> **Your assignment**: Go through the data below and retype all of it exactly.

* * *

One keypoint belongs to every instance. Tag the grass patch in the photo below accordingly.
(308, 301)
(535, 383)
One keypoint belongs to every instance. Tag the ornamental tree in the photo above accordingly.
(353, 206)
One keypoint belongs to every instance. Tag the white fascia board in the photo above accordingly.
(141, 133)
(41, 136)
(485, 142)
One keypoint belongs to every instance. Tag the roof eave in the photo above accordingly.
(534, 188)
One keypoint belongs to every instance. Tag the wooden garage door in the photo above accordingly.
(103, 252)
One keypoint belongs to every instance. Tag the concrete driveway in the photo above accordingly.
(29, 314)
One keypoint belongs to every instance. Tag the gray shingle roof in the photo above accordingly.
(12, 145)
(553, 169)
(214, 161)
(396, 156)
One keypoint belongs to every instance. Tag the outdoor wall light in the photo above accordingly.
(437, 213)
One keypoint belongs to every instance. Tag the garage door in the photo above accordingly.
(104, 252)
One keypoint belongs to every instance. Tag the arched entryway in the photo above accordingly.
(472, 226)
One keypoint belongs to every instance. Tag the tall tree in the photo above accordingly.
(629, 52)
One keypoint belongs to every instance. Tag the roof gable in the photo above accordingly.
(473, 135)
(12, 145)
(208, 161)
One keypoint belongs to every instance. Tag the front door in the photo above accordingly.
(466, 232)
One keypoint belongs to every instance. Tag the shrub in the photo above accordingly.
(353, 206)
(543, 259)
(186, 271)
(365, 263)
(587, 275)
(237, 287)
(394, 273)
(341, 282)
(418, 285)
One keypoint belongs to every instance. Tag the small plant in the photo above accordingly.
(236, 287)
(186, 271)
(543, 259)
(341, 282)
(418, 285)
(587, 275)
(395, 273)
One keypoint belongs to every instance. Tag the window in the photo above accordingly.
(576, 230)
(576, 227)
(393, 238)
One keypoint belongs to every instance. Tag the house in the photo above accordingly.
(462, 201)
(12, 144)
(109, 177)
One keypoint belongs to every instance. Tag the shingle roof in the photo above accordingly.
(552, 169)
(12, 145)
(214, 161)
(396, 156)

* * *

> **Completed task**:
One keypoint belongs to every instance. Tag the grass patch in the photo below accordingly.
(308, 301)
(535, 383)
One keypoint belongs to every instance. Tag the ornamental tree in the photo above accordingly.
(353, 206)
One keypoint belongs to every instance. Tag the white fascia board in the photo above accordingly.
(141, 133)
(41, 136)
(485, 142)
One keypoint belongs to every instance. Tag the roof eave in the photo above accordingly.
(534, 188)
One keypoint belongs to every instance. Tag the wooden garage door in the photo above accordingly.
(103, 252)
One keypoint belongs to every instance. Tag the concrete driveway in the photo above accordingly.
(29, 314)
One keypoint belongs to every instance. Tag the gray shingle roof in the photo above accordingly.
(12, 145)
(553, 169)
(214, 161)
(396, 156)
One keypoint belongs to every instance. Tag the outdoor wall light in the photo above accordingly.
(437, 213)
One keypoint belongs to every instance. Tag the garage door in the photo above accordingly.
(104, 252)
One keypoint belongs to every instance. Tag the arched entryway in the photo above accordingly.
(472, 226)
One keypoint belongs to every instance. Tag the tall tree in the photo above accordingly.
(629, 52)
One keypoint belongs to every instance. Tag the roof gable in the photo above accordingly.
(473, 135)
(12, 145)
(208, 161)
One keypoint belongs to every instance. Tag the front door in the photo above accordingly.
(466, 232)
One keypoint belongs to every instance. Tag the shrub in the photo above accordingly.
(353, 206)
(543, 259)
(186, 271)
(365, 263)
(587, 275)
(237, 287)
(394, 273)
(341, 282)
(418, 285)
One keypoint belongs to every instance. Tag the small plant in the photo above accordingly.
(236, 287)
(186, 271)
(543, 259)
(341, 282)
(418, 285)
(587, 275)
(395, 273)
One keypoint belongs to every instance. Tag the window in the photo above accordingly.
(576, 230)
(576, 227)
(393, 238)
One keypoint belongs to every instance. Tag the house in the photo above accordingly.
(462, 201)
(12, 144)
(109, 177)
One keypoint belongs to every instance. Tag the shingle roof in the photo above accordingly.
(552, 169)
(12, 145)
(214, 161)
(396, 156)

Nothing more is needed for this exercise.